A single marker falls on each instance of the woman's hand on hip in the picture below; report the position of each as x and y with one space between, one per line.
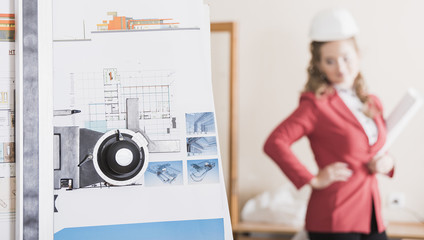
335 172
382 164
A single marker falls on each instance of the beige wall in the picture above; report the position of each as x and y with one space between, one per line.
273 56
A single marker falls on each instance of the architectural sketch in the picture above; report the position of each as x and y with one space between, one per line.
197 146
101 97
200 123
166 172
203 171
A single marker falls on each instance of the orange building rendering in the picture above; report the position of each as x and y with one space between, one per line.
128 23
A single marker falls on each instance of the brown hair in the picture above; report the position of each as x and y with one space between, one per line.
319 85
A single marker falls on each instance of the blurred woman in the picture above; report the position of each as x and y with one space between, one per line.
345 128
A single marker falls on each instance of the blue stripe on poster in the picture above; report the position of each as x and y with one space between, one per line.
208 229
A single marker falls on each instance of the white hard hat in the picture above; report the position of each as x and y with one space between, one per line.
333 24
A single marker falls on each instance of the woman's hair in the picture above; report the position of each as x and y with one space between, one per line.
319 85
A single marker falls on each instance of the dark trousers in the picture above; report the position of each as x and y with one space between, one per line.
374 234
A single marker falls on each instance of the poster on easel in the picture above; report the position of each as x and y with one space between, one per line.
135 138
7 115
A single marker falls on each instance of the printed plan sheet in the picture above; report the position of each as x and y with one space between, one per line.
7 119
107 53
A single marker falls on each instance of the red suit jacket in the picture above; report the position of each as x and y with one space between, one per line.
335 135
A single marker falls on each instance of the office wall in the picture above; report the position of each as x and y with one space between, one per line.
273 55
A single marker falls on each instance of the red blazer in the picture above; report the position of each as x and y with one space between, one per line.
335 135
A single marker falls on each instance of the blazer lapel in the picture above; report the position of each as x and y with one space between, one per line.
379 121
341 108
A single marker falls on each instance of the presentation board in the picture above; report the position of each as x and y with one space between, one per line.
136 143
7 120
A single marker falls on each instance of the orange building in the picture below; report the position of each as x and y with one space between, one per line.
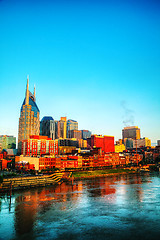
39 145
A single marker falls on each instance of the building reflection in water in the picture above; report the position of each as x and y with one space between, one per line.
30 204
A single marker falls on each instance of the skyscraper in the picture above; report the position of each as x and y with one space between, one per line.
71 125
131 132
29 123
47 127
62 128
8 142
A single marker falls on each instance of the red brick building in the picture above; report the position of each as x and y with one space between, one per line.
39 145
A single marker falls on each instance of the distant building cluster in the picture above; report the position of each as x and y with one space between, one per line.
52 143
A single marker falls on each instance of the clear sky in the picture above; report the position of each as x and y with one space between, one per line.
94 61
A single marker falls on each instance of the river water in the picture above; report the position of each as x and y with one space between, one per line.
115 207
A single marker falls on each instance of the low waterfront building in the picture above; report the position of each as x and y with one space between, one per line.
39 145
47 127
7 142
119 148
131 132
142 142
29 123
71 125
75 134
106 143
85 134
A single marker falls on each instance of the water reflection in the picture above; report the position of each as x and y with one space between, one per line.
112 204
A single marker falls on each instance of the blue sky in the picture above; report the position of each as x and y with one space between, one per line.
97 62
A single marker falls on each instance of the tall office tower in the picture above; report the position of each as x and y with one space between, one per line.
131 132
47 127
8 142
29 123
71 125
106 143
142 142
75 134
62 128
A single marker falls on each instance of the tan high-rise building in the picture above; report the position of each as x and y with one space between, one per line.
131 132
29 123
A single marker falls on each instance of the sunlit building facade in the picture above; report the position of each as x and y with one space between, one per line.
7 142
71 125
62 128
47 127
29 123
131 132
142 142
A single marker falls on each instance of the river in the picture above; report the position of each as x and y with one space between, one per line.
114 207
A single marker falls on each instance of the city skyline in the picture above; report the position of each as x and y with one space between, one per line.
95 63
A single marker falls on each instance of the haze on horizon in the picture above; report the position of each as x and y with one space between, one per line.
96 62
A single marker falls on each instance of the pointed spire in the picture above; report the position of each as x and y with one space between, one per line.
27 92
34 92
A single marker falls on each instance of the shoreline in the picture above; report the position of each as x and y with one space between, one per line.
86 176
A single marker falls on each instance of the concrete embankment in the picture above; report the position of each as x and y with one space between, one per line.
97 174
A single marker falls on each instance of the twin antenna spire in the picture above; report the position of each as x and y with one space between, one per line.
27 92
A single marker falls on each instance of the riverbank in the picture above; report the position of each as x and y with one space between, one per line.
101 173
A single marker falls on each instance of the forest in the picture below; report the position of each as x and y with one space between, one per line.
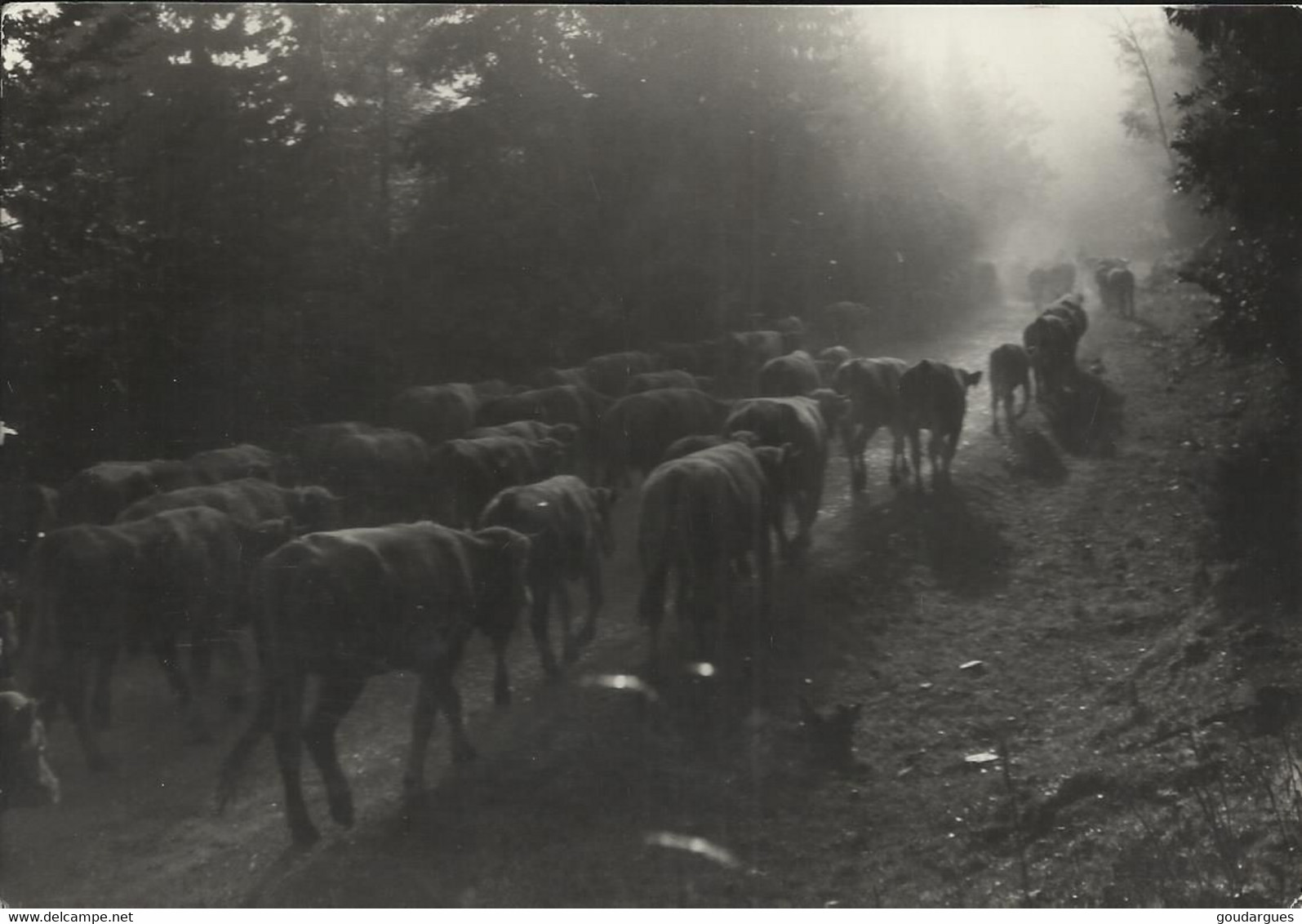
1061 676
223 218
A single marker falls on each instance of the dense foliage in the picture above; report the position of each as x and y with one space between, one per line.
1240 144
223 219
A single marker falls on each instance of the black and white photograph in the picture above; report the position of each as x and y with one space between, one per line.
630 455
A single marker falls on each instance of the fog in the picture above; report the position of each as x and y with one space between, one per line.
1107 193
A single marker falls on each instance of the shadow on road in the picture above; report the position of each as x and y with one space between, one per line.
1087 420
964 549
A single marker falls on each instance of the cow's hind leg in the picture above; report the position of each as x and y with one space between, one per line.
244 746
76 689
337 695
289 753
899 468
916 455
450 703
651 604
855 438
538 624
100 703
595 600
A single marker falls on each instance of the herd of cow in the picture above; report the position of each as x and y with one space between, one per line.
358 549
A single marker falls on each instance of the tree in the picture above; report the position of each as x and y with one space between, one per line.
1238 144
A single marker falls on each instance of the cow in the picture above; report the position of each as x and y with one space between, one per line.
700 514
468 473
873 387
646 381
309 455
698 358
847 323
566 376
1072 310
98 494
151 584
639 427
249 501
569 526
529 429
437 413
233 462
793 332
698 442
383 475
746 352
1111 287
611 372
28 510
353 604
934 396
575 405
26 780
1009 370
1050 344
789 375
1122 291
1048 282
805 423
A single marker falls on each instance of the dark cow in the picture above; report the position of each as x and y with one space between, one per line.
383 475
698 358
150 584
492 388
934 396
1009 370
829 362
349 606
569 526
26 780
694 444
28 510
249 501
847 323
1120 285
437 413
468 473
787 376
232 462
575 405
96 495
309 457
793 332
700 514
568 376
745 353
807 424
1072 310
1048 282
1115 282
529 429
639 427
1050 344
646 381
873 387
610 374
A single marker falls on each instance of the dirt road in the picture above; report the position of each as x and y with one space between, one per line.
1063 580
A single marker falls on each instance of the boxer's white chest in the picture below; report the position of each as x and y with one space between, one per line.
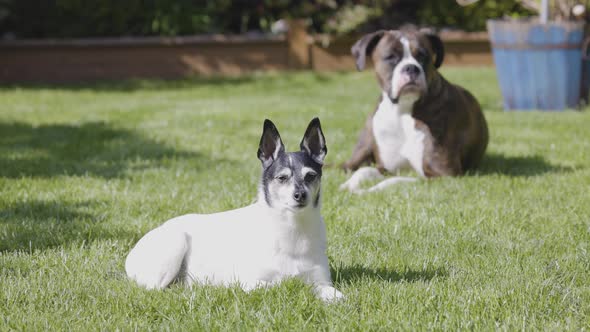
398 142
§ §
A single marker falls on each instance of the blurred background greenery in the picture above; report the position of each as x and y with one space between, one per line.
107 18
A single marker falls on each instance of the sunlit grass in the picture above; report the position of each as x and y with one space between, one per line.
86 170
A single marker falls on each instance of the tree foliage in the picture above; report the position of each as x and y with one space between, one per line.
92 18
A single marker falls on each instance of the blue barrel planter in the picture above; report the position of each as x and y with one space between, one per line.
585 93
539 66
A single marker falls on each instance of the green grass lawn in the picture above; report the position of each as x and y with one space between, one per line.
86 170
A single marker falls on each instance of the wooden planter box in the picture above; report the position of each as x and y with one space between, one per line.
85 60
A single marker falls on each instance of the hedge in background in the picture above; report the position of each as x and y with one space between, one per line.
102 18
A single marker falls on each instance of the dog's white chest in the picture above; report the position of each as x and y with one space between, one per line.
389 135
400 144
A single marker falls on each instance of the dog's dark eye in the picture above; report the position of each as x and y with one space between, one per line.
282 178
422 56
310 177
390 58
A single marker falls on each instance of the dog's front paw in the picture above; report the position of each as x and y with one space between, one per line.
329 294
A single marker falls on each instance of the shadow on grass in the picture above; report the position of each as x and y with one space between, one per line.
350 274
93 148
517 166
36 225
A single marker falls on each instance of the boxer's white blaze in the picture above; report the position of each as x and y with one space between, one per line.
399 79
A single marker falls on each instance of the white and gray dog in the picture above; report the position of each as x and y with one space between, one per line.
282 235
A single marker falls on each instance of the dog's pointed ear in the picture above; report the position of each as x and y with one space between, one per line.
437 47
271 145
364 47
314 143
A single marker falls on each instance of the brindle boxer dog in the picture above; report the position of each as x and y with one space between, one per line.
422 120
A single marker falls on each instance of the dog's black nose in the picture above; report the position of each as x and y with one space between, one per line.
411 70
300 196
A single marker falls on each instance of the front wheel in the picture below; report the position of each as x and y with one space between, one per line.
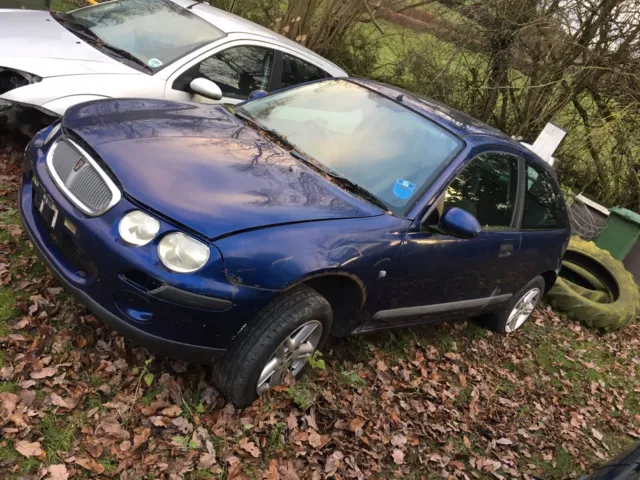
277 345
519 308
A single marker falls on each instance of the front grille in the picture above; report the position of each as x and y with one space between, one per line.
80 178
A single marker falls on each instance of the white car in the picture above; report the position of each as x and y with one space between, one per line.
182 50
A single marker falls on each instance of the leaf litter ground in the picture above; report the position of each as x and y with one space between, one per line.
§ §
To be done: Which lines of the records above contain the word "blue", counting only matches in the same case? Copy each of those lines in full.

Problem solution:
A single marker falls on each instance of the blue stripe on poster in the picture above; report the position of each as x and y with one space between, one per line.
A single marker falls on each instance of the blue sky in the picture above; report the position of each as x and y with one space between, one per line.
A single marker falls on each instance of the blue barrel planter in the picture above; report the position of each as x and y with one space between, one per line.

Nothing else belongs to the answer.